* **To-do item A**
Copy out every line of the records that contains the string "exact". Matching is case-sensitive.

You can convert a pointer to an object to a pointer to void (and back) without any cast (and warnings) because there is clause in the standard that explicitly allows for it
A pointer to void may be converted to or from a pointer to any object type.
A pointer to
any object type may be converted to a pointer to void and back again;
the result shall
compare equal to the original pointer.
Note here that a function is not an object.
Regarding pointers to functions the only thing that the standard guarantees is:
A pointer to a function of one type may be converted to a pointer to a function of another type and back again; the result shall compare equal to the original pointer.
If a converted pointer is used to call a function whose type is not compatible with the referenced type, the behavior is undefined
Later the standard clarifies what does it mean for two functions to be compatible:
For two function types to be compatible, both shall specify compatible return types.
Moreover, the parameter type lists, if both are present, shall agree in the number of parameters and in use of the ellipsis terminator; corresponding parameters shall have compatible types.
Now you may think that void* and struct location_t* are compatible types, after all you can assign each others.
But the standard is crystal clear:
Two types have compatible type if their types are the same.
It later goes on with extending this relationship for more complex types and qualified types.
It may sound surprising but int* and void* are not compatible.
They can be assigned but are not compatible, after all the void* could point to a float or an object with different alignment requirements.
When it comes to pointers of different types the standard is concerned mostly about assigning them back and forth.
It doesn't forbid converting between incompatible pointer types, but using them is undefined behavior, hence the warning.
The better approach is to perform the cast inside the function, as suggested in this answer.
All your function should have signature void* (void*) so that no cast between pointers to functions is needed.
SetElement locationCopy(SetElement element)
{
Location location = (Location)element;
Location new_location = locationCreate(location->name);
return new_location;
}
The casts inside the functions are again subject to undefined behavior if the SetElement pointers are cast to incompatible pointers but that shouldn't happen if you'll call locationCopy only with pointers to Locations (as you indeed expect to do).
As a side note, some programmer may frown upon using a typedef to hide a pointer type.
I've seen some examples of array of function-pointers (here, for example)
In the examples I've seen the array holds functions that have a return value of the same type (all int's, or all void's for example).
But I'm wondering can you have an array that holds function-pointers of different types?
The next code won't compile:
#include <stdio.h>
void Empty_Funcion()
{
;
}
int funcAdd(int a, int b){
return a+b;
}
int main()

* **Supplied data**
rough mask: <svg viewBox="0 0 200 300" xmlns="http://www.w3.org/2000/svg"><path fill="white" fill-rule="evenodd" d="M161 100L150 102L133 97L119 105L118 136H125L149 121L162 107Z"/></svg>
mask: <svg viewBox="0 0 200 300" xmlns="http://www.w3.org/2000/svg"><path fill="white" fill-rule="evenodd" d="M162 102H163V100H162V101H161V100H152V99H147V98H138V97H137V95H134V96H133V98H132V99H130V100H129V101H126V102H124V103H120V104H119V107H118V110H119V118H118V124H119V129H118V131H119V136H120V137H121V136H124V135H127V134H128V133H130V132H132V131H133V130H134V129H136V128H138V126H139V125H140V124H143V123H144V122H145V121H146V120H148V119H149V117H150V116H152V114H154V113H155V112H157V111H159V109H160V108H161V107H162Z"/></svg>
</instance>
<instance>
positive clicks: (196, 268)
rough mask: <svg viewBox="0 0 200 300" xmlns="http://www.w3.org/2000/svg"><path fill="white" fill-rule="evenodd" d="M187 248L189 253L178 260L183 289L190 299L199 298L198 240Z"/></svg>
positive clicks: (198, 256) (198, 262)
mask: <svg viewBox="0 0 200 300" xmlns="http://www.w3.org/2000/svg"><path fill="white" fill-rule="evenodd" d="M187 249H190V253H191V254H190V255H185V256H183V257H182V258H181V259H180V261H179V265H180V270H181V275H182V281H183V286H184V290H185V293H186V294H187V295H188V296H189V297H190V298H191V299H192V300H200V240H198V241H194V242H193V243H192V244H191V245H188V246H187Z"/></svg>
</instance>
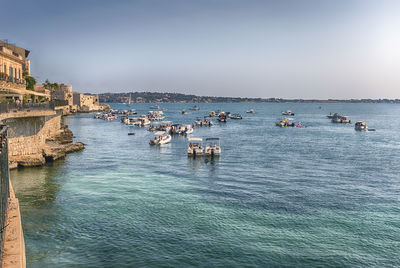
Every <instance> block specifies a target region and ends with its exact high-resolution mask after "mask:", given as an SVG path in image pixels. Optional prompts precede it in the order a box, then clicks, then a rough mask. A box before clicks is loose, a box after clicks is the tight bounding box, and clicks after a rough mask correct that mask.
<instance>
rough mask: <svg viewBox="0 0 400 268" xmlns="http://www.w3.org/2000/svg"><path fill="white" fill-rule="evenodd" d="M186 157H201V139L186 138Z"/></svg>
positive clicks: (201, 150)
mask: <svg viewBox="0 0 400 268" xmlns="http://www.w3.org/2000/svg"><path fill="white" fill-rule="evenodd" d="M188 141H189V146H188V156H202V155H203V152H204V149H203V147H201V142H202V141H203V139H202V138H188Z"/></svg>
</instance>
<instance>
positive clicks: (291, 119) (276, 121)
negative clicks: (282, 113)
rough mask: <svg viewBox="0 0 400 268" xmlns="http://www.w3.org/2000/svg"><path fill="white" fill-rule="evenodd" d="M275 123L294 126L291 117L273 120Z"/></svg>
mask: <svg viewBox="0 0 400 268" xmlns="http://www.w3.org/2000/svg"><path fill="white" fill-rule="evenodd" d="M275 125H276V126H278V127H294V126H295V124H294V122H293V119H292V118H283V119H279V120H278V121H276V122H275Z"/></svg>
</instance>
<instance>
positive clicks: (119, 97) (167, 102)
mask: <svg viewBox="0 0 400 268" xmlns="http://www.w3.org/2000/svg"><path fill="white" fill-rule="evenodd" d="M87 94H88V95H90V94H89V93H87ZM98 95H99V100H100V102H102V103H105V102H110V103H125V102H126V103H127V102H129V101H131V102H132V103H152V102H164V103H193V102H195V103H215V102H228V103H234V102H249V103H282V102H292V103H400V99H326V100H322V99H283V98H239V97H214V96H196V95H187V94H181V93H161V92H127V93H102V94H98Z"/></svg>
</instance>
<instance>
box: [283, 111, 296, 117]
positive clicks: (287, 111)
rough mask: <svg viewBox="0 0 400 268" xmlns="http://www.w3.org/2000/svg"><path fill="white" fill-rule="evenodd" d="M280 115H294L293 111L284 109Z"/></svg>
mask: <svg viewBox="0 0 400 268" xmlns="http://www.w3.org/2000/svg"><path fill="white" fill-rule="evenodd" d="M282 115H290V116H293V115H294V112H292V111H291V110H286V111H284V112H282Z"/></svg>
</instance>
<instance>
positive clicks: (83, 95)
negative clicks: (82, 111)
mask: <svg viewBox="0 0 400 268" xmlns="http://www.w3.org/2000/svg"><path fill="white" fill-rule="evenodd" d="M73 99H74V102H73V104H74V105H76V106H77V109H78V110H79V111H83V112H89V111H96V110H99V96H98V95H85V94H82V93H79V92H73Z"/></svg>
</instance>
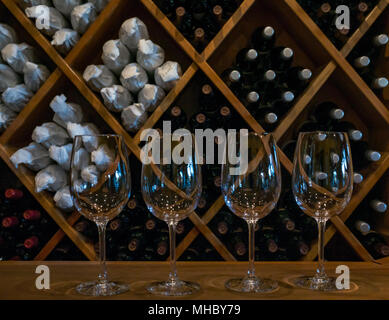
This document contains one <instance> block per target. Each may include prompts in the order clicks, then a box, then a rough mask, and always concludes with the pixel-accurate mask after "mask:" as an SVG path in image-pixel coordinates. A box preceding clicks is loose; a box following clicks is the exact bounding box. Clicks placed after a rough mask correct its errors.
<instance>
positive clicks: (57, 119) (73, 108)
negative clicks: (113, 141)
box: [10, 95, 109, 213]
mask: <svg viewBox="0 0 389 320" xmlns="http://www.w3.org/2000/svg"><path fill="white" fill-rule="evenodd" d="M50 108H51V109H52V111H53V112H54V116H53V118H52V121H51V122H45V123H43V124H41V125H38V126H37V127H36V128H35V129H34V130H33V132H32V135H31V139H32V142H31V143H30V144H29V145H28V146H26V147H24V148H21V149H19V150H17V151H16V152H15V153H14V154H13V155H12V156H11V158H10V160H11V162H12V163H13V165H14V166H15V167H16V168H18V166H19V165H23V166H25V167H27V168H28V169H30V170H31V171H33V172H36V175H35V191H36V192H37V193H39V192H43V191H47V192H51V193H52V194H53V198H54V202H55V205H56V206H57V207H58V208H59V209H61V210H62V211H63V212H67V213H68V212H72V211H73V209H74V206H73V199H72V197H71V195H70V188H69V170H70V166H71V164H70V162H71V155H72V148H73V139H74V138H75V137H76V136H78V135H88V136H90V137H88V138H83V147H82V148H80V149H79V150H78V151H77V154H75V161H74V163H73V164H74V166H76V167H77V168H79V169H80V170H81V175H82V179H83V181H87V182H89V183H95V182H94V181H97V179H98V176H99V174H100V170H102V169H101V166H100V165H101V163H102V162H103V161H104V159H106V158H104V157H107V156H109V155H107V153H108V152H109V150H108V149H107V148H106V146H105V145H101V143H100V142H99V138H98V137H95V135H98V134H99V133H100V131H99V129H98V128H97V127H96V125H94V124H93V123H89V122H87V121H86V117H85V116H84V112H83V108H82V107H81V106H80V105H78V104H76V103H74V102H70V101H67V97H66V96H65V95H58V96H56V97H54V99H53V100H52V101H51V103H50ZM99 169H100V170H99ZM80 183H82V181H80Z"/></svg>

* **To-do item B**
Name each function whose definition begins in the code of the text on pointer conversion in C.

* **Task output A**
Every <instance> block specifies a target region and ends with its exact high-resolution mask after "mask:", given as an SVG path in image pixels. Optional prompts precede it in the order a box, then clicks, then a rough mask. A box before clicks is loose, a box after clicks is the tight bounding box, and clicks after a rough mask correct that mask.
This document contains one <instance> block per target. Each may include prompts in the order clicks, then a box, then a rough mask, and always concludes with the pixel-accurate mask after "mask:" as an SVG path in image-pixel coordinates. A box preceding clicks is loose; a box following clicks is the exact bounding box. Clicks placed after a rough mask correct its errors.

* **Task output B**
locationCopy, Empty_Funcion, funcAdd, main